GOAL OF THE EXERCISE. Could you give the data below again, exactly and completely?

TASK INPUTS.
----
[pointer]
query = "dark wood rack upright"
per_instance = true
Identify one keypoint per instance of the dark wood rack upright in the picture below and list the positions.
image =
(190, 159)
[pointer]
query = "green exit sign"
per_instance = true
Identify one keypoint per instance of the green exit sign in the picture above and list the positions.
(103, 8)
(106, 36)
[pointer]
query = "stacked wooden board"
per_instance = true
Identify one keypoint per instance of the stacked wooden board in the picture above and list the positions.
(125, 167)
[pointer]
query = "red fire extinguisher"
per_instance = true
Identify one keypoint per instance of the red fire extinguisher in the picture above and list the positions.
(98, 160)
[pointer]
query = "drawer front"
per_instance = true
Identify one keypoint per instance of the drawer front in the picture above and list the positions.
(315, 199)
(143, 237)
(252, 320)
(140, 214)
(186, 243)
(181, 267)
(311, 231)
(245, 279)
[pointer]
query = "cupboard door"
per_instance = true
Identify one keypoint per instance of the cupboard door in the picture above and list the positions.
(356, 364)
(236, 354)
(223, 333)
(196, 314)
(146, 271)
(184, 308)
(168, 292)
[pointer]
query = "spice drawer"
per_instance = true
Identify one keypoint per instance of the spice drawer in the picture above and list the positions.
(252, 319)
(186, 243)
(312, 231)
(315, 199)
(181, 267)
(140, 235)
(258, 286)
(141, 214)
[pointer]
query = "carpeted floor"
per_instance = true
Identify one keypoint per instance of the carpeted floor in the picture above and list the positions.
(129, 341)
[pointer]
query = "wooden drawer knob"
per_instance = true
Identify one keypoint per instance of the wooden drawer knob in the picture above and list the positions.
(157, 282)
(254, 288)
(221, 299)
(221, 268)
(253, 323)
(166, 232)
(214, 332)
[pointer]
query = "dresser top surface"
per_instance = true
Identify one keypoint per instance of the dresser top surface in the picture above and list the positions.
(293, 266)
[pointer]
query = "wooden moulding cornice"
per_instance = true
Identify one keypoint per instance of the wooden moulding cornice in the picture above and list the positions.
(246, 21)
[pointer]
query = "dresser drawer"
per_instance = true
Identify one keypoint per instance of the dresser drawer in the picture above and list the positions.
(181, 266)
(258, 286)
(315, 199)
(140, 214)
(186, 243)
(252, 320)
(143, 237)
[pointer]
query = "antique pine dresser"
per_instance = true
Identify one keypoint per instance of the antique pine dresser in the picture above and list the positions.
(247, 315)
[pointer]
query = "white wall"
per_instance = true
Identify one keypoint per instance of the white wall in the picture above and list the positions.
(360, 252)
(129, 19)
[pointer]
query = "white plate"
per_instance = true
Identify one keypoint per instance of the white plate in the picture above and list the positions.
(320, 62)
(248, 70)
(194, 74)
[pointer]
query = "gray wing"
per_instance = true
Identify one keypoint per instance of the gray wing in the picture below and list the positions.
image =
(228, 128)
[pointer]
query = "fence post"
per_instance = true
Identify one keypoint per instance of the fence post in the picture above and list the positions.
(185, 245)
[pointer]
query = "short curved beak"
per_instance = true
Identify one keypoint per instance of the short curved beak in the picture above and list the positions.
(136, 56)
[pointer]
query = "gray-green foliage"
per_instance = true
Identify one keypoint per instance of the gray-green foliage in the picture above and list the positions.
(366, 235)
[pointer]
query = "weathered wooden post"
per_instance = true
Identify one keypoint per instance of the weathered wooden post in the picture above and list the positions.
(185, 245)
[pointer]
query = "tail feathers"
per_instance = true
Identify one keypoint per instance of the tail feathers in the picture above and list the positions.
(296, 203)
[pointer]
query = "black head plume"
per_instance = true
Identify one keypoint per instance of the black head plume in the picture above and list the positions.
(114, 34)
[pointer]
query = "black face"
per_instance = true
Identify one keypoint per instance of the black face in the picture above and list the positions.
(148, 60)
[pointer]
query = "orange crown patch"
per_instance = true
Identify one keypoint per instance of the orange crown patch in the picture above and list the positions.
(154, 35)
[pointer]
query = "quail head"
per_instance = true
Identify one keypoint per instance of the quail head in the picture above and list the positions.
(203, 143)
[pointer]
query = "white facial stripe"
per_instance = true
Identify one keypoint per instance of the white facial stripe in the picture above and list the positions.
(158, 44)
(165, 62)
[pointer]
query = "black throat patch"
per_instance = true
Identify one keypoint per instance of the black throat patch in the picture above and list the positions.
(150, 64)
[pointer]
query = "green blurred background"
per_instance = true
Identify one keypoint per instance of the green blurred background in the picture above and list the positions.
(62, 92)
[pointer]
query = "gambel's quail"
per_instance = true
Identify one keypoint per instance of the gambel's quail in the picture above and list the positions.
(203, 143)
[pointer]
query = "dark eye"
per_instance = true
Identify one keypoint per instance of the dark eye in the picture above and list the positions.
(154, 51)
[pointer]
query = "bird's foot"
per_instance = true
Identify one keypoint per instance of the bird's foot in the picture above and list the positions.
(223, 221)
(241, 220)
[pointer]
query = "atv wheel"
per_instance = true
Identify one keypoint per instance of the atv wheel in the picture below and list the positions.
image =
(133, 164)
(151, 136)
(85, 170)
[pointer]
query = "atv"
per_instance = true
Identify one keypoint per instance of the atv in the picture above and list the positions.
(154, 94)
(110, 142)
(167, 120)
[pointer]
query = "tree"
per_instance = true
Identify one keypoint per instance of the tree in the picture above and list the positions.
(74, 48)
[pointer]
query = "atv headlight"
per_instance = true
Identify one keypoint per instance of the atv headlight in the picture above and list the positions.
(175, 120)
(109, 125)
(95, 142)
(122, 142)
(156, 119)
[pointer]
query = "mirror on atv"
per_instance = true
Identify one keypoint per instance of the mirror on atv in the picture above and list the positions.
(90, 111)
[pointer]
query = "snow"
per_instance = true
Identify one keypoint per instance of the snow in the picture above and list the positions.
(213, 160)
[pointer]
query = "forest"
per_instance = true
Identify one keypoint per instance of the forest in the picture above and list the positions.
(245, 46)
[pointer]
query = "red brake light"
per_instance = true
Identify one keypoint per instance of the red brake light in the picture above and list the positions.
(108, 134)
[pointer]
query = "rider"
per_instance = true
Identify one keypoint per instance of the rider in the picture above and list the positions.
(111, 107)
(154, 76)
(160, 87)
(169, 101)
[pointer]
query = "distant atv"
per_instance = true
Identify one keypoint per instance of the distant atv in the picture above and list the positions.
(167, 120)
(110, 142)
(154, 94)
----
CORRECT RESPONSE.
[pointer]
query = "dark wood rack upright"
per_instance = true
Identify one keypoint per instance of the dark wood rack upright in the picture below and list the positions.
image =
(190, 159)
[pointer]
query = "green exit sign"
per_instance = true
Identify one keypoint per instance of the green exit sign in the picture above and list the positions.
(103, 8)
(106, 36)
[pointer]
query = "stacked wooden board"
per_instance = true
Identify one keypoint per instance of the stacked wooden board in the picture above and list the positions.
(125, 167)
[pointer]
query = "red fire extinguisher"
per_instance = true
Identify one keypoint per instance of the red fire extinguisher in the picture above and list the positions.
(98, 160)
[pointer]
query = "drawer front"
per_instance = true
Identify one keypoint per instance of the drawer front in the picture above and list the positions.
(315, 199)
(143, 237)
(252, 320)
(140, 214)
(186, 243)
(181, 267)
(311, 231)
(245, 279)
[pointer]
query = "cupboard door"
per_instance = true
Identify one keypoint per instance of the cupboard door in the picture above and list the positions.
(356, 364)
(236, 354)
(223, 333)
(196, 314)
(146, 271)
(184, 308)
(168, 292)
[pointer]
query = "spice drawer"
per_instance = true
Identify one keypoint per instance of the spice drawer in the picture above and list the positions.
(252, 319)
(186, 243)
(312, 231)
(315, 199)
(181, 267)
(140, 235)
(258, 286)
(141, 214)
[pointer]
query = "carpeted floor"
per_instance = true
Identify one keypoint per instance of the carpeted floor in the picture above and list the positions.
(129, 341)
[pointer]
query = "wooden drawer knob"
per_instance = true
Identify one keypoint per instance of the wooden drawer knob in the picture above and list the positions.
(157, 282)
(254, 288)
(221, 299)
(221, 268)
(253, 323)
(166, 232)
(214, 332)
[pointer]
query = "dresser top surface"
per_instance = true
Identify one keypoint per instance of the dresser top surface in the picture above and list the positions.
(293, 266)
[pointer]
query = "wooden moulding cornice"
per_instance = true
Identify one keypoint per instance of the wooden moulding cornice in the picture above and list the positions.
(246, 21)
[pointer]
query = "dresser drawer"
per_instance = true
Identify one keypoint per instance of the dresser drawer in the picture above and list the positions.
(181, 266)
(258, 286)
(315, 199)
(140, 214)
(186, 243)
(252, 320)
(143, 237)
[pointer]
query = "antique pine dresser"
per_instance = true
Identify one keypoint per instance of the antique pine dresser in the picture above and list the positions.
(247, 315)
[pointer]
query = "white wall"
per_instance = true
Identify one keypoint per instance of the white wall in the picture above and list the positions.
(360, 252)
(129, 19)
[pointer]
query = "white plate"
per_instance = true
Identify one keypoint per instance of the white plate in the picture above and list the positions.
(320, 62)
(248, 70)
(194, 74)
[pointer]
query = "gray wing"
per_instance = true
Identify one keypoint per instance of the gray wing in the picture below and list the positions.
image =
(228, 128)
[pointer]
query = "fence post"
per_instance = true
Identify one keypoint per instance of the fence post in the picture above and list the positions.
(185, 245)
[pointer]
query = "short curved beak"
per_instance = true
Identify one keypoint per instance of the short curved beak in the picture above and list the positions.
(136, 56)
[pointer]
query = "gray-green foliage"
per_instance = true
Identify one keypoint per instance of the gray-green foliage in the picture above and list the positions.
(366, 235)
[pointer]
query = "weathered wooden post"
per_instance = true
Identify one keypoint per instance of the weathered wooden post in the picture above and list the positions.
(185, 245)
[pointer]
query = "tail feathers"
per_instance = true
Identify one keypoint per instance of the tail feathers in the picture above and list the positions.
(296, 203)
[pointer]
query = "black head plume"
per_instance = true
Identify one keypoint per instance of the black head plume in the picture above and list the positions.
(114, 34)
[pointer]
query = "black face"
per_instance = true
Identify one keypoint per instance of the black face in the picture above and list the positions.
(148, 60)
[pointer]
query = "orange crown patch"
per_instance = true
Identify one keypoint per instance of the orange crown patch in the picture above and list the positions.
(154, 35)
[pointer]
query = "quail head"
per_instance = true
Identify one keypoint per instance of the quail head in the picture above and list the positions.
(203, 143)
[pointer]
query = "white facial stripe"
per_instance = true
Identify one keypoint per instance of the white facial stripe in the picture above and list the positions.
(158, 44)
(165, 62)
[pointer]
query = "black throat patch"
per_instance = true
Identify one keypoint per instance of the black throat patch in the picture above and list the positions.
(150, 64)
[pointer]
query = "green blurred background"
per_instance = true
Identify one keypoint per instance of the green blurred background in the picture above and list the positions.
(62, 92)
[pointer]
query = "gambel's quail"
per_instance = true
Identify one keypoint per instance of the gambel's quail in the picture above and list the positions.
(203, 143)
[pointer]
query = "dark eye"
per_instance = true
Identify one keypoint per instance of the dark eye in the picture above and list the positions.
(154, 51)
[pointer]
query = "bird's foot"
per_instance = true
Identify one keypoint per instance of the bird's foot in the picture above and list the positions.
(223, 221)
(241, 220)
[pointer]
query = "atv wheel"
per_instance = true
Identify one keypoint per instance of the atv wheel in the picture below and list the positions.
image =
(133, 164)
(151, 136)
(85, 170)
[pointer]
query = "atv"
per_instance = true
Identify one keypoint per instance of the atv in the picture above and list the positions.
(154, 94)
(110, 142)
(167, 120)
[pointer]
query = "tree"
per_instance = true
Identify one keypoint per instance of the tree in the picture above and list the positions.
(74, 48)
[pointer]
query = "atv headlight"
per_instance = true
Identify one keypoint per instance of the atv headlight in the picture above and list the positions.
(175, 120)
(109, 125)
(95, 142)
(122, 142)
(156, 119)
[pointer]
query = "mirror on atv"
per_instance = true
Identify one keypoint per instance of the mirror on atv in the picture above and list the positions.
(90, 111)
[pointer]
query = "snow"
per_instance = true
Identify one keypoint per instance of the snow in the picture above and list the positions.
(213, 160)
[pointer]
query = "forest"
per_instance = true
Identify one keypoint per instance of the forest in the picture above and list the positions.
(245, 46)
[pointer]
query = "red brake light"
per_instance = true
Identify one keypoint per instance of the red brake light in the picture above and list the positions.
(108, 134)
[pointer]
query = "rider"
per_instance = true
Identify one keypoint per instance of the rider in the picture above and list the positions.
(111, 107)
(154, 76)
(160, 87)
(169, 101)
[pointer]
query = "distant atv"
per_instance = true
Identify one keypoint per instance of the distant atv in the picture above and list the positions.
(167, 120)
(110, 142)
(154, 94)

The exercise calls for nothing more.